**Set of tasks:**
**A.** In the blog post about sharing too much online, which two authors does the writer say they have read?
**B.** Decide whether each statement agrees with the blog post about sharing too much online, answering yes or no and quoting the deciding words: (i) The writer studies rhetoric and communication. (ii) The writer considers the medium unimportant. (iii) Scary Mommy's post concerns criticism she has received for writing about her children.
**C.** Write the next part of the blog post about sharing too much online, starting after its final sentence.

Saturday, January 14, 2012

Sharing Too Much Online: Is New Media Really So New?

Scary Mommy has a post about criticism she's gotten for blogging and writing about her children.
There has been much preaching over the past few days about our right to express these less than admirable feelings about our children. How dare we!? How will they feel in five or ten or 30 years should they stumble across a post or a tweet or a status update? Will their worlds come crashing down? The internet is foreeeeever, you know, and hastily written words can’t ever really be removed. Is it worth the instant gratification of expressing these emotions? Aren’t we selfishly putting our needs before theirs?
Her basic conclusion is that, no, we're not putting our needs before theirs, we are trying to survive motherhood, and "if publishing a post or tweet or whatever helps me or any other mother get the bad feelings off of our chests and be present for our families, it’s worth it." I generally agree with that reasoning, and I definitely (obviously, since I blog about my family) agree that we it's okay to talk about parenting and tell our stories online. But it got me thinking about something I've wondered before: are things really that different? 


Don't get me wrong. I study rhetoric and communication, and I fully believe that the way we are using media is impacting our culture, potentially even changing the way our brains work. I've read Ong and Mcluhan. I am not questioning that the medium has changed or that the medium is important. But I do think that some of the fears about the dangers of new media are misplaced and overblown . . . especially since they're serving the same basic purposes media has always served. 


Think about the advancements of writing.

**Material:**
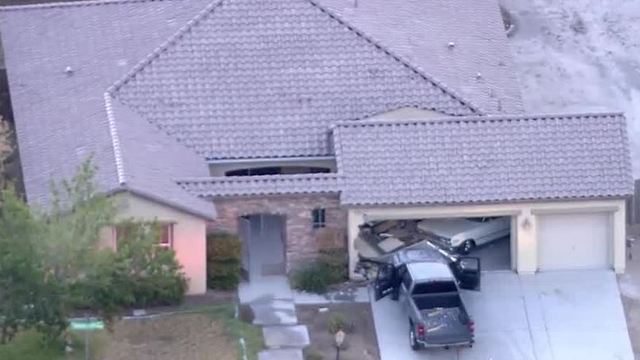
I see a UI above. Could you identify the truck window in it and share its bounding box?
[411,281,458,295]
[402,271,411,291]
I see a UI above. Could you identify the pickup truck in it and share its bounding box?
[374,248,480,350]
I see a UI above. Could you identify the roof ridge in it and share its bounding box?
[107,0,226,94]
[307,0,480,114]
[107,0,486,114]
[0,0,172,11]
[104,92,126,186]
[330,112,624,130]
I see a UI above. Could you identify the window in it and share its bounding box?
[159,224,173,249]
[113,223,173,249]
[311,209,326,229]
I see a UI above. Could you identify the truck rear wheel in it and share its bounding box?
[409,322,422,351]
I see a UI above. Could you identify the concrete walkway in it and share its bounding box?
[238,276,310,360]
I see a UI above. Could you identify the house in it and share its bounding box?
[0,0,633,293]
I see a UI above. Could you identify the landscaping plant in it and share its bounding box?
[0,161,187,343]
[207,232,242,290]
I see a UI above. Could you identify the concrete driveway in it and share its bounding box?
[372,271,633,360]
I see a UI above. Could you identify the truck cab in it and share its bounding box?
[374,248,480,350]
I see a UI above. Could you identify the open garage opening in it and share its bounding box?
[356,216,517,271]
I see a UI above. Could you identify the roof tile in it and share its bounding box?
[114,0,477,159]
[333,114,633,205]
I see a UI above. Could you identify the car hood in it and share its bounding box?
[418,218,480,239]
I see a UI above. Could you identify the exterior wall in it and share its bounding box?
[105,193,207,294]
[210,195,346,270]
[348,200,626,277]
[209,158,336,176]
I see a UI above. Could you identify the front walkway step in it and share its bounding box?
[258,349,304,360]
[262,325,310,349]
[249,299,298,325]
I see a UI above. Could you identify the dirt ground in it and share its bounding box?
[296,303,380,360]
[618,225,640,359]
[101,313,238,360]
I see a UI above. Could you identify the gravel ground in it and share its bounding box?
[296,303,380,360]
[618,225,640,359]
[102,314,237,360]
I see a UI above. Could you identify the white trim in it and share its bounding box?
[104,92,126,185]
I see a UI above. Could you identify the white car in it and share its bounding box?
[418,216,511,254]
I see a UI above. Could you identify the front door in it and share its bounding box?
[248,214,286,280]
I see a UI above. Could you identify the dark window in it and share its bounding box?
[412,281,458,295]
[311,209,326,229]
[114,224,173,249]
[225,167,282,176]
[402,271,411,291]
[224,166,331,176]
[309,167,331,174]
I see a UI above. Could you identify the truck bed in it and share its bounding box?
[412,293,473,346]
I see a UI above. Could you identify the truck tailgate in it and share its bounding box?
[420,307,473,345]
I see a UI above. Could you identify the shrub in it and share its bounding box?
[318,249,349,284]
[207,233,242,290]
[291,260,331,294]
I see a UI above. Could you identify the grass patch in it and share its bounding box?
[200,304,264,360]
[0,303,264,360]
[0,330,106,360]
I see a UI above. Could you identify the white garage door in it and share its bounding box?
[538,213,612,271]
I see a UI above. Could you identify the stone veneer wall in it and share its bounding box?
[209,194,347,270]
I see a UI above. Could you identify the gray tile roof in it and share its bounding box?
[333,114,633,205]
[318,0,523,114]
[178,174,339,198]
[0,0,211,214]
[105,94,216,219]
[115,0,477,159]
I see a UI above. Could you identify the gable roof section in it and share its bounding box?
[105,94,216,219]
[0,0,213,211]
[316,0,524,114]
[113,0,480,160]
[333,114,633,205]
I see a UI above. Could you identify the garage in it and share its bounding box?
[356,216,516,271]
[332,114,633,276]
[538,212,613,271]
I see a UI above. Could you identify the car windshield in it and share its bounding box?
[411,281,458,295]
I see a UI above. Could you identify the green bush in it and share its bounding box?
[291,249,347,294]
[71,222,187,318]
[207,233,242,290]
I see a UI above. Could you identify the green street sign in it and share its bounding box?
[69,319,104,331]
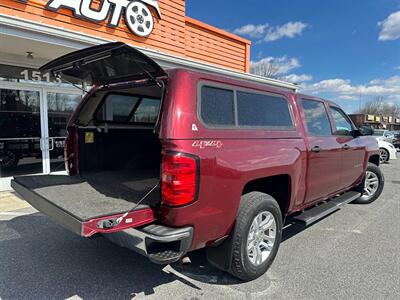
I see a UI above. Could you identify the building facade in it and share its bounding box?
[349,114,400,131]
[0,0,293,190]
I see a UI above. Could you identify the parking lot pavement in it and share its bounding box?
[0,192,30,213]
[0,160,400,300]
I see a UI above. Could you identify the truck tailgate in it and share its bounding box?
[11,171,160,237]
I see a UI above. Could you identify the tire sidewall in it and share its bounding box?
[355,163,385,204]
[236,194,282,278]
[379,148,390,163]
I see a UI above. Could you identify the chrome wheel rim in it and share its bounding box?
[379,149,389,163]
[362,171,379,200]
[247,211,276,266]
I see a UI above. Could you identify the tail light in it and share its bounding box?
[161,153,199,206]
[64,127,79,175]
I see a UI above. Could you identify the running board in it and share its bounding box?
[292,191,361,226]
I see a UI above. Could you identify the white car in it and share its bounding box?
[377,138,397,163]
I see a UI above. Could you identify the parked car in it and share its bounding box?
[377,138,397,163]
[393,131,400,150]
[12,43,384,280]
[374,129,395,143]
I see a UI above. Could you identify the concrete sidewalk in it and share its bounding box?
[0,191,30,212]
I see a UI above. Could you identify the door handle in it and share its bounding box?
[311,146,321,153]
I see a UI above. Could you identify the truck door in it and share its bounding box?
[300,99,342,204]
[329,105,366,188]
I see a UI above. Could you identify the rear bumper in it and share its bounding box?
[11,178,156,237]
[103,224,193,264]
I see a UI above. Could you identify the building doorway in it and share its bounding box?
[0,81,82,191]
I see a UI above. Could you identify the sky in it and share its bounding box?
[186,0,400,113]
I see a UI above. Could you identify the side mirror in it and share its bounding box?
[358,126,374,136]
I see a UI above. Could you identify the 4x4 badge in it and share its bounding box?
[192,141,223,149]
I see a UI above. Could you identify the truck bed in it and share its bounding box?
[14,170,160,222]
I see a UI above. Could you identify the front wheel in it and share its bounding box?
[354,163,385,204]
[230,192,282,281]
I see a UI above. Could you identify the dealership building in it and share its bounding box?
[0,0,295,191]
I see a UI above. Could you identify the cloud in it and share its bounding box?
[233,24,268,38]
[378,10,400,41]
[250,55,301,75]
[233,22,308,42]
[264,22,308,42]
[279,74,313,83]
[300,76,400,100]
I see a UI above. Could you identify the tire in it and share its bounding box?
[229,192,282,281]
[379,148,390,164]
[353,163,385,204]
[0,150,19,170]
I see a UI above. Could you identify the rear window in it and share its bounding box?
[96,93,160,124]
[200,86,293,129]
[201,86,235,126]
[237,91,293,127]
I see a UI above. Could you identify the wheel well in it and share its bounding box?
[368,154,379,166]
[242,175,290,217]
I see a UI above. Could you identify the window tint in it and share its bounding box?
[201,86,234,126]
[130,98,161,123]
[237,91,293,127]
[96,94,160,124]
[331,107,353,135]
[301,99,332,136]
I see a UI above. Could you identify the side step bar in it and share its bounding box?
[292,191,361,226]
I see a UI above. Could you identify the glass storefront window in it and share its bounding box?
[0,64,82,87]
[0,89,42,178]
[47,92,82,172]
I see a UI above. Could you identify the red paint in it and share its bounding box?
[71,69,378,250]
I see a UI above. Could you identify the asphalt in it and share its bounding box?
[0,159,400,300]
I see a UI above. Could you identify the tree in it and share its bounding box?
[358,96,400,116]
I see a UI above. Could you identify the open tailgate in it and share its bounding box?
[39,42,167,85]
[11,174,159,237]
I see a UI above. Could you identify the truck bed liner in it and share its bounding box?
[14,170,160,222]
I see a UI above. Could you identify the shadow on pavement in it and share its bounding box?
[0,214,200,300]
[0,213,312,300]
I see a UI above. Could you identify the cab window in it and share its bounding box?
[301,99,332,136]
[330,106,354,135]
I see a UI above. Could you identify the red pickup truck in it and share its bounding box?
[12,43,384,280]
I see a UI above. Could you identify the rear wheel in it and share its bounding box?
[379,148,389,164]
[354,163,385,204]
[230,192,282,281]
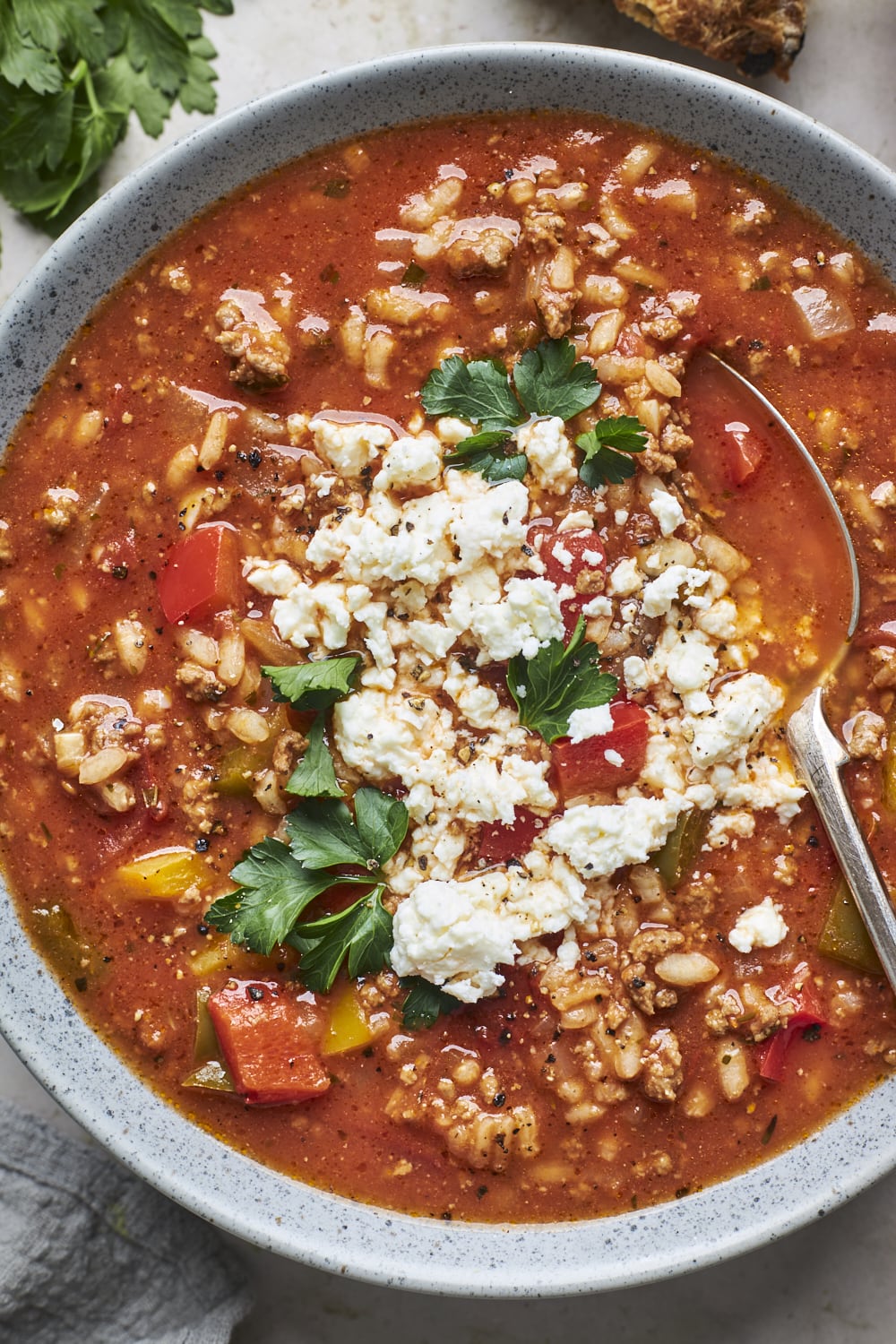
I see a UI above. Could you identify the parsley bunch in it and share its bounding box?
[508,617,619,742]
[420,336,648,489]
[0,0,232,234]
[205,788,407,994]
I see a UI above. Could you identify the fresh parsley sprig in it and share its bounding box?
[420,338,600,483]
[444,429,530,484]
[0,0,232,234]
[286,883,392,995]
[508,617,619,742]
[262,653,361,710]
[575,416,648,489]
[401,976,461,1031]
[205,788,409,994]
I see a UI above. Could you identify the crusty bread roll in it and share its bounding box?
[614,0,806,80]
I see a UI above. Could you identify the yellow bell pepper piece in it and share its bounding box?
[321,981,375,1055]
[116,849,213,900]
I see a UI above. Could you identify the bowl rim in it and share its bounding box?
[0,42,896,1297]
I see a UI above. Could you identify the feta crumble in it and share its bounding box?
[728,897,790,953]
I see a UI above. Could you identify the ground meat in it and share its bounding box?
[522,206,567,252]
[641,1029,684,1102]
[444,228,514,280]
[621,961,678,1018]
[215,301,291,392]
[175,771,218,835]
[535,279,582,339]
[629,929,685,961]
[848,710,887,761]
[175,663,227,701]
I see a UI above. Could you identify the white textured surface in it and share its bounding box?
[0,0,896,1344]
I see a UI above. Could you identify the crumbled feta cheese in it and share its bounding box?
[607,556,643,597]
[459,578,564,663]
[570,704,613,745]
[243,558,302,597]
[648,489,685,537]
[391,855,586,1003]
[546,795,686,878]
[642,564,710,616]
[683,672,785,766]
[271,581,350,650]
[728,897,790,953]
[705,812,756,849]
[374,432,442,491]
[517,416,579,495]
[442,659,500,728]
[307,418,395,476]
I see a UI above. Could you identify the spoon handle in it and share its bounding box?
[788,687,896,992]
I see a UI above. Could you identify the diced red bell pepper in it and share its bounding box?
[551,701,648,801]
[759,962,829,1083]
[478,808,543,863]
[157,523,242,621]
[208,980,331,1107]
[530,524,607,637]
[685,357,774,495]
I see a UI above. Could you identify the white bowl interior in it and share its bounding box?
[0,43,896,1297]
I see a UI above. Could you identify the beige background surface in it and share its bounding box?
[0,0,896,1344]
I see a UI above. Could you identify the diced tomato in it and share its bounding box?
[551,701,648,801]
[759,962,829,1083]
[530,523,607,639]
[478,808,543,863]
[208,980,329,1107]
[157,523,242,621]
[685,355,774,495]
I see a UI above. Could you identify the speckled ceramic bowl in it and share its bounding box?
[0,45,896,1297]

**Expected answers:**
**A.** Ong and Mcluhan.

**B.**
(i) Yes: "I study rhetoric and communication"
(ii) No: "I am not questioning that the medium has changed or that the medium is important."
(iii) Yes: "Scary Mommy has a post about criticism she's gotten for blogging and writing about her children."

**C.**
all's well that inks well
From b1gw1ght
Shakespeare's plays were penned using quill and ink; Hemingway used a 1940's Royal typewriter; many modern writers type on their Mac books in wi-fi equipped coffee shops. Undoubtedly, these advances have changed the landscape of writing. More people do it, for one thing. There is more work produced. It's easier to start over. It's easier to reorganize. But none of that changes the reason people write in the first place: to express themselves, to tell a story, to share. 

Same with photography. Before there were cameras, people had portraits painted. When cameras were rare and expensive, some people only had pictures of their children taken when they died. As cameras became more common, we developed scrapbooks and covered our walls in family portraits. Now that digital pictures can be taken and shared in a matter of seconds, there are certainly more pictures. We don't have to be as careful about getting the pose right. We can experiment. We can delete that pose that makes our eyes look puffy. But we still take the pictures for the same reason: to capture a moment, to share experiences with people who weren't there, to remember. 


That's what we need to talk about when we consider the dangers of new media: why are we doing what we do?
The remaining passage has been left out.